_TASK DIRECTIONS_
Would you please write out the records below exactly as they appear?

═════ RECORDS SHOWN

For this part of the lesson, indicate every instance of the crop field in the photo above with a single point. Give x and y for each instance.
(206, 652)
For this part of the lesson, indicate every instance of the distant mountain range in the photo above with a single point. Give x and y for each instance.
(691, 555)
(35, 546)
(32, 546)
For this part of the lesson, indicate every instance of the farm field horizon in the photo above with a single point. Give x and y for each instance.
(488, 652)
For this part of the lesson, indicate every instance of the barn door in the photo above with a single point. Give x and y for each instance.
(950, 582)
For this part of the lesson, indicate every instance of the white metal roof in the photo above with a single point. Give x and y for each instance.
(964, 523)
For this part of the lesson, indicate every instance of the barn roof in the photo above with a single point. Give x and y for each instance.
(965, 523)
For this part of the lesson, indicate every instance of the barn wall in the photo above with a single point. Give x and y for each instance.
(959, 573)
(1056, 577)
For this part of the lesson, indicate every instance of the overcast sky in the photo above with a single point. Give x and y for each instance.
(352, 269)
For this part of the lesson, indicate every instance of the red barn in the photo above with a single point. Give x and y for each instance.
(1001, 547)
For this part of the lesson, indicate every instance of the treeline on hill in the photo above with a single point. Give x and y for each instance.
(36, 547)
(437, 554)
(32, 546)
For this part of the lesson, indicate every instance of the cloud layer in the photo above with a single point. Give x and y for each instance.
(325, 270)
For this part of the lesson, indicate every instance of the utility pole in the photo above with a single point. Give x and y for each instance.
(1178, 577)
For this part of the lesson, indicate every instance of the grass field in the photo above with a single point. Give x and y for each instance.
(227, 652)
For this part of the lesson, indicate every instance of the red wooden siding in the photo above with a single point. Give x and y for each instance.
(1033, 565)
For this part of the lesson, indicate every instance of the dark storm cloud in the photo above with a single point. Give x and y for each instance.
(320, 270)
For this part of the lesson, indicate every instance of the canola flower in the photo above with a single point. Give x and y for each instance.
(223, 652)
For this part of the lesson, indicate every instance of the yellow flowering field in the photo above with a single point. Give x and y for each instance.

══════════

_RESPONSE TO THE EXERCISE_
For this part of the lesson, indicate every instance of the crop field in the photo above with a single point. Give x and y for each instance.
(206, 652)
For this part of the lesson, indicate every instance of the distant mountain range in the photo above with a single point. Give x and y for each instance.
(691, 555)
(35, 546)
(32, 546)
For this part of the lesson, indicate every instance of the farm field horizon in the photo above with a single point. Give x and y for each instance.
(488, 652)
For this part of the lesson, indicate every instance of the barn door in the photo above with a single point. Give x and y for each instance.
(950, 582)
For this part of the lesson, indicate every instance of the white metal roof in the photo above with a single point. Give x and y for each instance.
(964, 523)
For this part of the lesson, indicate every instance of the barn roof in the photo above with a single point. Give x and y for each instance.
(965, 523)
For this part of the lesson, indicate every instance of the barn wall in the photo above with a single point. Give x and y for each instance.
(959, 573)
(1056, 577)
For this part of the lesson, indicate every instance of the overcast sky in the photo above with a single point. Give x and y for each instance.
(352, 269)
For this part of the lesson, indicate every instance of the red barn in the photo above with a single point. Give x and y for each instance.
(1001, 547)
For this part of the lesson, indicate every instance of the treeline on hill in the photo above with a single point. Give x and y for each instance.
(36, 547)
(437, 554)
(32, 546)
For this part of the lesson, indicate every instance of the cloud layer in the photo above with a single point. Give x and y for each instance.
(325, 270)
For this part of the lesson, indicate every instance of the utility pole in the photo above with a single point. Give x and y for each instance.
(1178, 577)
For this part of the lesson, indicate every instance of the grass field in the photo above with a single point. Give x and y for each instance.
(227, 652)
For this part of the lesson, indicate every instance of the red wooden siding in the photo above with a single point. Give x and y for each instance.
(1033, 565)
For this part of the lesson, indicate every instance of the dark storm cloud in the photo above with a single point. Give x and y for each instance.
(320, 270)
For this part of the lesson, indicate every instance of the canola flower in the photo above with a single point. Give x and y for each instance.
(223, 652)
For this part of the lesson, indicate every instance of the yellow flowering field in the photo above with a single point. Give x and y for each instance.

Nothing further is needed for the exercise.